---- Exercise text

The Health Insurance Portability and Accountability Act (HIPAA) was signed into federal law in 1996 (PL 104-191). The purpose of this law is to improve the portability and continuity of health insurance coverage using national standards for electronic data interchange for certain administrative and financial transactions. HIPAA also mandates strict standards for ensuring the privacy, confidentiality and security of health care information utilized in such transactions.

What are the Standards?

  • Transaction and Code Sets:
    The following transactions, when performed electronically, must adopt the HIPAA standards.
    • Submitting claims for payment and remittance
    • Enrolling and dis-enrolling an individual in a health plan
    • Paying health care premiums
    • Checking eligibility for health care benefits and coverage
    • Requesting authorization for services
    • Responding to requests for additional information to support a claim.
    • Coordinating the processing of a claims across different insurance companies
    • Notifying the provider about the payment of a claim.

    The medical code sets that must be used for the transactions listed above are:

    • International Classification of Diseases (ICD-9-CM), for reporting diagnosis and inpatient hospital procedures.
    • Health Care Financing Administration Common Procedure Coding System (HCPCS) and the Current Procedure Terminology (CPT-IV), for provider and other medical services including outpatient hospital procedures.
    • National Drug Codes (NDC) for drugs and biologics
    • The American Dental Association's Codes on Dental Procedures and Nomenclature for dental services

  • Privacy:
    The Privacy Rule establishes standards to protect the confidentiality of personal health information. These standards set specific parameters in regards to:
    • The use and disclosure of health information.
    • Individual's rights to access their health information
    • Disclosure of health information to the minimum needed for the intended purpose
    • Penalties for intentionally disclosing health information or obtaining information under false pretenses.

--------

• [Exercise instructions]:
1/ Print the part of the HIPAA text starting at "The Health Insurance" and ending at "in such transactions.", word for word.
2/ Carry on the HIPAA text from its last line.

---- Listed entries

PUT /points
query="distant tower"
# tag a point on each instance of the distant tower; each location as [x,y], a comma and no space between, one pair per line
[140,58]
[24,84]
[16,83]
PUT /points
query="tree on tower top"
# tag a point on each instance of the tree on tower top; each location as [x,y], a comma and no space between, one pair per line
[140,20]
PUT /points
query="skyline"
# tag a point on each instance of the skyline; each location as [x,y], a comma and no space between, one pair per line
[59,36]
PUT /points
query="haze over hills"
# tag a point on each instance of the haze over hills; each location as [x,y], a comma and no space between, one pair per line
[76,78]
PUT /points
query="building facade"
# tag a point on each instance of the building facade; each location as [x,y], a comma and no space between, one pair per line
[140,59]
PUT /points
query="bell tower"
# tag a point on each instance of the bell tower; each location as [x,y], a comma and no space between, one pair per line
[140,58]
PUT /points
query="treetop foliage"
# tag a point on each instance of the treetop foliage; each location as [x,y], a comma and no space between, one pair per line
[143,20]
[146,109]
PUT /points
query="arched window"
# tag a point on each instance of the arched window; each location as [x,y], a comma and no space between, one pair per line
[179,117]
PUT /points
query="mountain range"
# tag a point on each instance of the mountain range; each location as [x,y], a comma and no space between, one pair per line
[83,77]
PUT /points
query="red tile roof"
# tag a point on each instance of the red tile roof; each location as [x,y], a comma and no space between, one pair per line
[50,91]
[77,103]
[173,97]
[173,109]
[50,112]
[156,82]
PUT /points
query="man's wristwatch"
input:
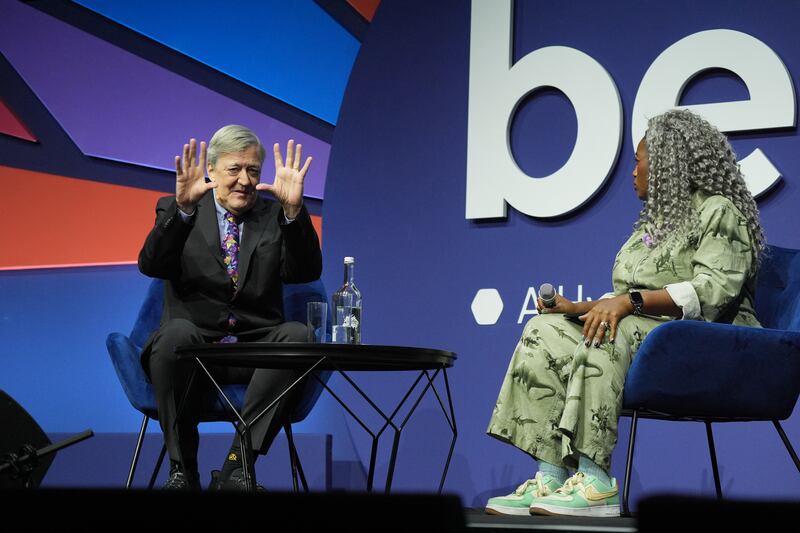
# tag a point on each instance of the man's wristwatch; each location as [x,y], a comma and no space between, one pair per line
[637,301]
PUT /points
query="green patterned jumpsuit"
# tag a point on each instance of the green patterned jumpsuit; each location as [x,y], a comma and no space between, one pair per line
[560,397]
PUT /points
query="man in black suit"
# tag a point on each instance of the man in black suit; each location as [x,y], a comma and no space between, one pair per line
[224,253]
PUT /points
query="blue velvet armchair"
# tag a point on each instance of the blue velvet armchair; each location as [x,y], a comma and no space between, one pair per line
[125,350]
[700,371]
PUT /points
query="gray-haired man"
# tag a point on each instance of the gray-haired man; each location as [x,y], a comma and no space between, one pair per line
[224,252]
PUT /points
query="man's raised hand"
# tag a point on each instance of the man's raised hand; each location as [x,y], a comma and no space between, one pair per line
[190,183]
[289,178]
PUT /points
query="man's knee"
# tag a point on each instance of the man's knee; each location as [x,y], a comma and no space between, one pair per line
[291,332]
[172,334]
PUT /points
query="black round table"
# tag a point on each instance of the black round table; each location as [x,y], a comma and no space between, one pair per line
[315,358]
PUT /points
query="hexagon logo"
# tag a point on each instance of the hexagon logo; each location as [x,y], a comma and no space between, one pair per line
[487,306]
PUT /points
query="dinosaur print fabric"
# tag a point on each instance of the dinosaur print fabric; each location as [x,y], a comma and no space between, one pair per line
[560,397]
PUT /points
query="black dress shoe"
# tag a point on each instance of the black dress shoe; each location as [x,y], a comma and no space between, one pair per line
[180,481]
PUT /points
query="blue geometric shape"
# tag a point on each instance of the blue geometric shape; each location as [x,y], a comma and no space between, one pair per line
[293,50]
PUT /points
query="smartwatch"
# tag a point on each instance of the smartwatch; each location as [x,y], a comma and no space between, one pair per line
[637,301]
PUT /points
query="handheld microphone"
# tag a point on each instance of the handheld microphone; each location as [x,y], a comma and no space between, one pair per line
[548,294]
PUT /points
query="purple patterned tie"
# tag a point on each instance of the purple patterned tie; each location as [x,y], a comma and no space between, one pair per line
[230,256]
[230,248]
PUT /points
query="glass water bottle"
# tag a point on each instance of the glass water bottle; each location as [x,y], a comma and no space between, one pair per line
[347,308]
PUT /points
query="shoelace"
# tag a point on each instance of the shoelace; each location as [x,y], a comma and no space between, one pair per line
[541,490]
[569,485]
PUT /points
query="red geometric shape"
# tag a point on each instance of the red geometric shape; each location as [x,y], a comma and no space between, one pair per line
[71,222]
[11,125]
[365,8]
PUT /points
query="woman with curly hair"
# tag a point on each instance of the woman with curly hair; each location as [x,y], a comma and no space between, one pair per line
[693,255]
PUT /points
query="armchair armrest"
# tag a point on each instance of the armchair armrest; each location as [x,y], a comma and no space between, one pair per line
[716,371]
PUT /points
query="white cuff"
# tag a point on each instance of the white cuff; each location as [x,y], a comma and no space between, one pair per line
[685,297]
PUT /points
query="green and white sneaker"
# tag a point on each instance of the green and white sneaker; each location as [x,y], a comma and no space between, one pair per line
[581,495]
[519,502]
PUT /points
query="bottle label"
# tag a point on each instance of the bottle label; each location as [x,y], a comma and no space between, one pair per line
[347,329]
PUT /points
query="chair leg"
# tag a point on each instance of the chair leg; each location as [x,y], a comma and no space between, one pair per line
[137,451]
[714,466]
[294,460]
[157,467]
[787,443]
[629,464]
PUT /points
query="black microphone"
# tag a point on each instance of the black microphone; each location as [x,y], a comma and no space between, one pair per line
[548,294]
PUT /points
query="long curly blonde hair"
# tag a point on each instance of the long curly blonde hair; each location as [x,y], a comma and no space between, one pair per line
[687,154]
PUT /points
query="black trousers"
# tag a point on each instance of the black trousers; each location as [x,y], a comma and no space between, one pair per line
[170,378]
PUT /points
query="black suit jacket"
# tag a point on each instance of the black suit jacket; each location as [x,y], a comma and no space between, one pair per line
[199,289]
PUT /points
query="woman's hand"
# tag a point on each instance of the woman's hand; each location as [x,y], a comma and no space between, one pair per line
[603,318]
[562,305]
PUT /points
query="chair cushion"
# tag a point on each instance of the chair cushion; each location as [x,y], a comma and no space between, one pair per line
[708,370]
[778,291]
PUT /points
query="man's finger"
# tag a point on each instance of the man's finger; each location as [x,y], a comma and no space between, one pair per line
[276,148]
[203,152]
[185,160]
[298,156]
[290,154]
[305,167]
[192,152]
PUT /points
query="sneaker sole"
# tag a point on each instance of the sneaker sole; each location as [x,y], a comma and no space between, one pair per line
[597,511]
[503,510]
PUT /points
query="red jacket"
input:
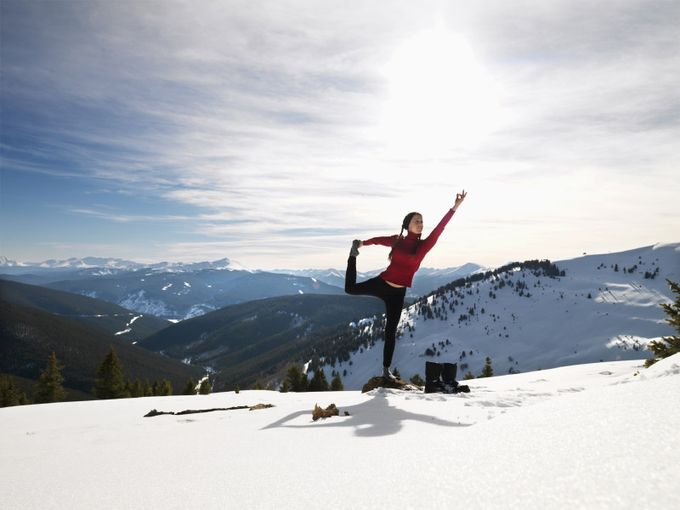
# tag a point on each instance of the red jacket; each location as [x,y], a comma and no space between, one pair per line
[405,262]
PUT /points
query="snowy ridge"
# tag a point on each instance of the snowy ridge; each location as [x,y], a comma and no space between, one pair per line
[605,307]
[108,264]
[586,436]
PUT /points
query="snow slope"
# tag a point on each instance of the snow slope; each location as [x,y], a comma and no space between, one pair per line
[603,309]
[585,436]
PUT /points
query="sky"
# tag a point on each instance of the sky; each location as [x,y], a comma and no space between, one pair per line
[273,133]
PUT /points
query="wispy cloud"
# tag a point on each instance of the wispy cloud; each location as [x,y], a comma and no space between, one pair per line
[264,117]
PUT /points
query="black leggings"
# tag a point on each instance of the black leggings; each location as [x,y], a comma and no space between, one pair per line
[392,296]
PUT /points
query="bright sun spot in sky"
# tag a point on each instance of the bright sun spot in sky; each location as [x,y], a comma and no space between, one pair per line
[439,97]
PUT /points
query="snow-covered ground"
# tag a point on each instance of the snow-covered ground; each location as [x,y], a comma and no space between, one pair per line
[602,435]
[603,309]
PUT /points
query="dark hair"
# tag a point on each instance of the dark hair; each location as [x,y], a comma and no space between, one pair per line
[404,226]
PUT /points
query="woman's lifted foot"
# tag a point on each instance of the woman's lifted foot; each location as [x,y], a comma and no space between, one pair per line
[354,252]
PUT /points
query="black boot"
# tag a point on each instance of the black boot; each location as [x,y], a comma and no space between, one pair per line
[449,372]
[433,382]
[388,375]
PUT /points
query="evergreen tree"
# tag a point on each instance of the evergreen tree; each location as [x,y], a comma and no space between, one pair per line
[148,390]
[336,383]
[10,395]
[319,381]
[136,388]
[668,345]
[205,387]
[190,388]
[49,387]
[110,382]
[164,388]
[297,380]
[487,371]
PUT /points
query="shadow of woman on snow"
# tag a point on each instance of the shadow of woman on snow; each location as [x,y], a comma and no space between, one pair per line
[375,417]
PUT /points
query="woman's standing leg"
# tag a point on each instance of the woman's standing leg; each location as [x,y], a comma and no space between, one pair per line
[393,304]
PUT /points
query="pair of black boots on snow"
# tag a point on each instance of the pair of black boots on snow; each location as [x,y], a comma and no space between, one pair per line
[441,378]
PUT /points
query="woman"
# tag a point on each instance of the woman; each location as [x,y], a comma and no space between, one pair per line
[405,259]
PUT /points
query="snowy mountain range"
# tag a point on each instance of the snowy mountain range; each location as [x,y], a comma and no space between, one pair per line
[601,308]
[425,281]
[13,267]
[179,291]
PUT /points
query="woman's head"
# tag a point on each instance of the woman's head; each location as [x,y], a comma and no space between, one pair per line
[413,223]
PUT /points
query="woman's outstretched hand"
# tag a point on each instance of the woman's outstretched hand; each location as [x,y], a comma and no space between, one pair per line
[459,199]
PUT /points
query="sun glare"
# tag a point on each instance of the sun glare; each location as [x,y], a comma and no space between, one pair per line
[439,98]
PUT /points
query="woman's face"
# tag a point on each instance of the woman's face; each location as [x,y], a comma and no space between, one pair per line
[416,225]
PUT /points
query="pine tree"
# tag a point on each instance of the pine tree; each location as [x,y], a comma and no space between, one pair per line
[487,371]
[10,395]
[49,387]
[668,345]
[110,382]
[297,380]
[336,383]
[319,381]
[164,388]
[148,390]
[136,389]
[190,388]
[205,387]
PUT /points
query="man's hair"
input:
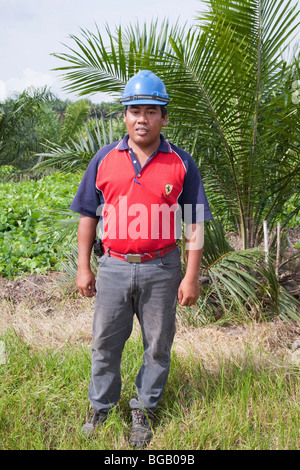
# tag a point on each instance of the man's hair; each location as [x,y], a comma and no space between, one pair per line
[163,111]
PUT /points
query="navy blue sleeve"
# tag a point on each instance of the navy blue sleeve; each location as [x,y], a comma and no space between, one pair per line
[193,200]
[87,198]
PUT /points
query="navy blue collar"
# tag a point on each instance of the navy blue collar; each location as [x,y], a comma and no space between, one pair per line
[163,147]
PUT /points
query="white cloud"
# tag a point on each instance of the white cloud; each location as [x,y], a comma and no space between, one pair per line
[29,78]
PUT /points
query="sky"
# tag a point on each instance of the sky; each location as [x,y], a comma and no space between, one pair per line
[32,30]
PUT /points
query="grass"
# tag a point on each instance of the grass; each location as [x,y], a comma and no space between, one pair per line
[243,403]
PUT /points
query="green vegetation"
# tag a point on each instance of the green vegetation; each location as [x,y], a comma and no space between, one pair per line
[28,212]
[244,405]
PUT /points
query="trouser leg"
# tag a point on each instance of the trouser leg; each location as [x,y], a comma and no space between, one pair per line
[112,326]
[156,309]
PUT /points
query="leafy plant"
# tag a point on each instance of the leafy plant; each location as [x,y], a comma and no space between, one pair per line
[29,210]
[231,101]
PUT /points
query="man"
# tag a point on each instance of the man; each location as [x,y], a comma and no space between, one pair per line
[137,188]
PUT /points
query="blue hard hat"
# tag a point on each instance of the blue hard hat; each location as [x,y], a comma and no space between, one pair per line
[145,88]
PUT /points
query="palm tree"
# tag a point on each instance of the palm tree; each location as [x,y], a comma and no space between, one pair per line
[231,105]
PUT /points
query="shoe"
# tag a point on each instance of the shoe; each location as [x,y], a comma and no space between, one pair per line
[141,432]
[96,418]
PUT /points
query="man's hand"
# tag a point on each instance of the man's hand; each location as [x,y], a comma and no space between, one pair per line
[85,282]
[188,292]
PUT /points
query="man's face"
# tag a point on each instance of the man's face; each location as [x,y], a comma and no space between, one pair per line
[144,124]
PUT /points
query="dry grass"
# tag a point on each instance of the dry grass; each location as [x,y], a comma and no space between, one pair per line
[38,311]
[230,387]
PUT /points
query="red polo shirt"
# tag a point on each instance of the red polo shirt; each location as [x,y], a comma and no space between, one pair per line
[140,209]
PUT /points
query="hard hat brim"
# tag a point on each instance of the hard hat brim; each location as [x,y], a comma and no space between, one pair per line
[150,102]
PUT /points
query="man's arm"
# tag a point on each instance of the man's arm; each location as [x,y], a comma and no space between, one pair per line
[85,279]
[189,290]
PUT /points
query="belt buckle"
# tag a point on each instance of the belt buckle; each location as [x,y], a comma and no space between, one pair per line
[133,258]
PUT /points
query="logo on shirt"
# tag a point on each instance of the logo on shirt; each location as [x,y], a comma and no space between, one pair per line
[168,188]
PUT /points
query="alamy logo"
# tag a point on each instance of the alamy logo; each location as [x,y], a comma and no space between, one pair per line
[168,188]
[160,221]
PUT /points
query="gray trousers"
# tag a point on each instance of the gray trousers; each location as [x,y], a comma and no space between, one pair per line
[149,290]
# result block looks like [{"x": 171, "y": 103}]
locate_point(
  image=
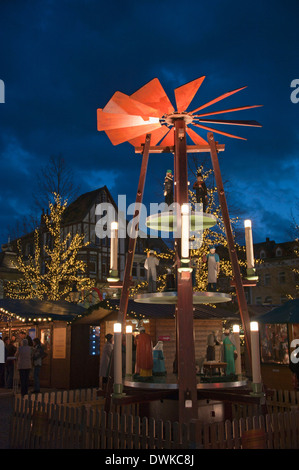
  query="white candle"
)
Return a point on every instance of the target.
[
  {"x": 117, "y": 354},
  {"x": 128, "y": 350},
  {"x": 255, "y": 353},
  {"x": 249, "y": 244},
  {"x": 185, "y": 235},
  {"x": 236, "y": 332},
  {"x": 114, "y": 247}
]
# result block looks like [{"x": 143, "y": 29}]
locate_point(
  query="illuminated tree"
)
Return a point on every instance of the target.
[
  {"x": 62, "y": 268},
  {"x": 213, "y": 236}
]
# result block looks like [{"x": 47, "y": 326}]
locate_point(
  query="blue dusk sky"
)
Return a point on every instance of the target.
[{"x": 63, "y": 59}]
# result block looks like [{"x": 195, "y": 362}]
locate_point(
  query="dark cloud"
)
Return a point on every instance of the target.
[{"x": 61, "y": 60}]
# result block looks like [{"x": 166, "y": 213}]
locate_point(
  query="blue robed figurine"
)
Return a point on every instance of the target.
[{"x": 213, "y": 261}]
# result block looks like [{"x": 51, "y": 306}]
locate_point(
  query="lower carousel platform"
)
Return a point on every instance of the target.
[
  {"x": 170, "y": 382},
  {"x": 171, "y": 297},
  {"x": 167, "y": 221}
]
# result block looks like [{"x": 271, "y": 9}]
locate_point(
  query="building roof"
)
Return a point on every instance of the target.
[
  {"x": 34, "y": 309},
  {"x": 77, "y": 210},
  {"x": 142, "y": 310}
]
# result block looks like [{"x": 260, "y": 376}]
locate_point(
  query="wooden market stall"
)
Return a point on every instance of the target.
[{"x": 278, "y": 328}]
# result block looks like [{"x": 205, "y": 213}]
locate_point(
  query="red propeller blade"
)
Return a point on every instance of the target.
[
  {"x": 219, "y": 132},
  {"x": 232, "y": 123},
  {"x": 118, "y": 136},
  {"x": 185, "y": 93},
  {"x": 195, "y": 137},
  {"x": 229, "y": 110},
  {"x": 156, "y": 136},
  {"x": 121, "y": 103},
  {"x": 168, "y": 141},
  {"x": 153, "y": 94},
  {"x": 221, "y": 97},
  {"x": 107, "y": 121}
]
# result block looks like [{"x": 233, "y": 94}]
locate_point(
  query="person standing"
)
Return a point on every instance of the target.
[
  {"x": 213, "y": 268},
  {"x": 211, "y": 343},
  {"x": 10, "y": 351},
  {"x": 37, "y": 355},
  {"x": 105, "y": 361},
  {"x": 201, "y": 191},
  {"x": 144, "y": 354},
  {"x": 228, "y": 354},
  {"x": 150, "y": 265},
  {"x": 24, "y": 365},
  {"x": 168, "y": 188}
]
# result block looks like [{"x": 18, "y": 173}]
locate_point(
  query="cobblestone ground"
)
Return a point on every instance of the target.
[{"x": 6, "y": 406}]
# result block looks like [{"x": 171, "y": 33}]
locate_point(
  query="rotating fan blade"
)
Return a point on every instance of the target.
[
  {"x": 229, "y": 110},
  {"x": 185, "y": 93},
  {"x": 221, "y": 97},
  {"x": 219, "y": 132},
  {"x": 156, "y": 136},
  {"x": 120, "y": 103},
  {"x": 107, "y": 121},
  {"x": 168, "y": 141},
  {"x": 232, "y": 123},
  {"x": 195, "y": 137},
  {"x": 118, "y": 136},
  {"x": 152, "y": 94}
]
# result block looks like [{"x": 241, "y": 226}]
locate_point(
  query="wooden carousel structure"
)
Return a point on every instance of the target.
[{"x": 147, "y": 120}]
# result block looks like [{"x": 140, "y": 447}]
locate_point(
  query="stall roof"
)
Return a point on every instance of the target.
[
  {"x": 54, "y": 310},
  {"x": 135, "y": 309},
  {"x": 285, "y": 313}
]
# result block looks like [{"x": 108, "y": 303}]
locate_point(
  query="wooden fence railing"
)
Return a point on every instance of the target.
[{"x": 76, "y": 420}]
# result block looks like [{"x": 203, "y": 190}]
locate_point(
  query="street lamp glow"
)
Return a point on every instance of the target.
[
  {"x": 254, "y": 326},
  {"x": 113, "y": 273},
  {"x": 185, "y": 231},
  {"x": 117, "y": 327}
]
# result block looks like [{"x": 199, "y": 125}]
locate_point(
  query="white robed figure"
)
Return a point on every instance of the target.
[
  {"x": 150, "y": 265},
  {"x": 213, "y": 268}
]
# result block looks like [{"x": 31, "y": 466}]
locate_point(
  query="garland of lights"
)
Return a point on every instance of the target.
[{"x": 62, "y": 268}]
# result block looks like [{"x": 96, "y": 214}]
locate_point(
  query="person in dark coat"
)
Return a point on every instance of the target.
[
  {"x": 10, "y": 351},
  {"x": 24, "y": 364},
  {"x": 37, "y": 356},
  {"x": 105, "y": 360},
  {"x": 201, "y": 192},
  {"x": 168, "y": 188}
]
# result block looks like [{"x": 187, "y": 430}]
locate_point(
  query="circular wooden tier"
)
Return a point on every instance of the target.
[
  {"x": 166, "y": 221},
  {"x": 172, "y": 297},
  {"x": 170, "y": 382}
]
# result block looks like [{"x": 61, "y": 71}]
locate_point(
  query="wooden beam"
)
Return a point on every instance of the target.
[{"x": 171, "y": 149}]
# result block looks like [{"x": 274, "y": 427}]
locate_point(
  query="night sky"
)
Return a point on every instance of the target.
[{"x": 61, "y": 60}]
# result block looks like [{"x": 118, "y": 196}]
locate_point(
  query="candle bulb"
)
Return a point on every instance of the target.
[
  {"x": 236, "y": 333},
  {"x": 128, "y": 350},
  {"x": 113, "y": 273},
  {"x": 249, "y": 250},
  {"x": 117, "y": 356},
  {"x": 185, "y": 231},
  {"x": 255, "y": 358},
  {"x": 185, "y": 235}
]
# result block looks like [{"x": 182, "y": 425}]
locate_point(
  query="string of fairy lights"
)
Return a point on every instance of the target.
[{"x": 62, "y": 268}]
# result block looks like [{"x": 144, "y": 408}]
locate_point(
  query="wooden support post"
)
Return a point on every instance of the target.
[
  {"x": 185, "y": 339},
  {"x": 124, "y": 298},
  {"x": 231, "y": 244}
]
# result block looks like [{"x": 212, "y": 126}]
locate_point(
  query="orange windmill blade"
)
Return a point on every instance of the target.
[{"x": 149, "y": 110}]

--------

• [Answers to each task]:
1/
The Health Insurance Portability and Accountability Act (HIPAA) was signed into federal law in 1996 (PL 104-191). The purpose of this law is to improve the portability and continuity of health insurance coverage using national standards for electronic data interchange for certain administrative and financial transactions. HIPAA also mandates strict standards for ensuring the privacy, confidentiality and security of health care information utilized in such transactions.

2/
  • Security:
    The proposed security rule establishes standards based on best business practices for safeguarding and protecting electronic health information systems from improper access or alteration. These practices include:
    • Development, implementation and enforcement of security policies and procedures.
    • Documentation of security management processes.
    • Certification and internal audit of system security
    • Implementation of physical access and audit controls

  • Unique Identifiers:
    HIPAA establishes national identification numbers for:
    • Employer Identifier Number: Adopts the existing Employer Identification Number (EIN) assigned by the Internal Revenue Service for employers in the health care industry as a unique identifier when conducting transactions for health plan enrollments/premium payments.
    • National Provider Identifier: Proposes use of a standard identifier for hospitals, doctors, nursing homes, and other health care providers when filing electronic claims with public and private insurance programs.
    • National Health Plan Identifier: Proposes a unique identifier for health plans, making it easier for health care providers to conduct transactions with different health plans.